Iowa set to pass bill to skirt Obamacare rules

Iowa’s governor is expected to sign a bill that would allow insurers to bypass Obamacare consumer protections to sell cheaper plans.

The state Senate approved the legislation on Tuesday that exempts certain health plans from the law’s mandates, according to the Des Moines Register. The legislation now heads to Republican Gov. Kim Reynolds, who is expected to sign it.

The legislation combines two proposals. One proposal would let the Iowa Farm Bureau and Wellmark Blue Cross Blue Shield to sell health plans to its own members that don’t follow Obamacare insurer mandates, the newspaper said.

These mandates include covering essential health benefits like maternity care or hospitalization and preventing insurers from charging people with pre-existing illnesses more money.

Iowa’s bill said the plans aren’t considered health insurance and can’t be regulated like insurance, the Register said.

But it remains unclear whether the Trump administration would allow Iowa to do this.

Idaho applied for a federal waiver to let insurers sell plans that don’t comply with the law’s mandates on Obamacare’s insurance exchanges. However, the Centers for Medicare & Medicaid Services turned down the waiver because it violated the law.

CMS did not immediately return a request for comment on the Iowa legislation.

Another proposal that is part of the Iowa bill would build on a regulation that the Trump administration released earlier this year. The bill would expand access to association health plans that don’t follow Obamcare’s mandates.

The Trump administration released a proposed regulation earlier this year seeking to expand access to such plans, making it easier for smaller employers and individuals to band together to join an association plan.

Iowa’s Obamacare insurer exchange, which is on the individual market that is used by people who don’t have insurance through work, has been hit hard by major defections from insurers due to financial instability.

Iowa’s exchange only had one insurer for 2018, Medica, which asked for a rate hike of 57 percent.

Wellmark agreed to offer Obamacare exchange coverage in 2019 after leaving the exchange in the 2018 coverage year.

TASK:
Summarize the article on Iowa's health plan bill in two sentences. The entries that follow the article on Iowa's health plan bill are not needed for the work here.

EXCERPTED RECORDS:
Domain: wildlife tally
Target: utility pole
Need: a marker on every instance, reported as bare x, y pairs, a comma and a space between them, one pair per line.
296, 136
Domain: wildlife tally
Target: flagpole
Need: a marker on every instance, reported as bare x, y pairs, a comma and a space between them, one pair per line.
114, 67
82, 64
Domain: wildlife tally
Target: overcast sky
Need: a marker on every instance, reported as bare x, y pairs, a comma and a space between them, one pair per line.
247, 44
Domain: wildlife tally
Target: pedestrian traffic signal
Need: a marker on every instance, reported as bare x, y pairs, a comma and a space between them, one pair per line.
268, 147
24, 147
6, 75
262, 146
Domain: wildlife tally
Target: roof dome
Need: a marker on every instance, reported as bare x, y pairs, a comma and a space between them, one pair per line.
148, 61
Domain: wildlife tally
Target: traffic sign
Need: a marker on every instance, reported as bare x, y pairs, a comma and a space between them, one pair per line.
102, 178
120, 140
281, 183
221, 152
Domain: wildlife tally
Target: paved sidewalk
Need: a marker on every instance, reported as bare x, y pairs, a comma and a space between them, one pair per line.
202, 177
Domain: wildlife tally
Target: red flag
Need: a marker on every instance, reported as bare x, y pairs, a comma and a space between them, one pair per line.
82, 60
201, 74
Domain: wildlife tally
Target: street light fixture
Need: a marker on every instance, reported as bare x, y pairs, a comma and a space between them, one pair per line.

EXPECTED ANSWER:
Iowa's Senate approved a bill, which Republican Gov. Kim Reynolds is expected to sign, that would let the Iowa Farm Bureau and Wellmark Blue Cross Blue Shield sell cheaper plans to their members that skip Obamacare mandates and would expand access to association health plans. It remains unclear whether the Trump administration would allow this, since the Centers for Medicare & Medicaid Services turned down a similar waiver from Idaho, and Iowa's exchange has been hit by insurer defections, leaving only Medica for 2018.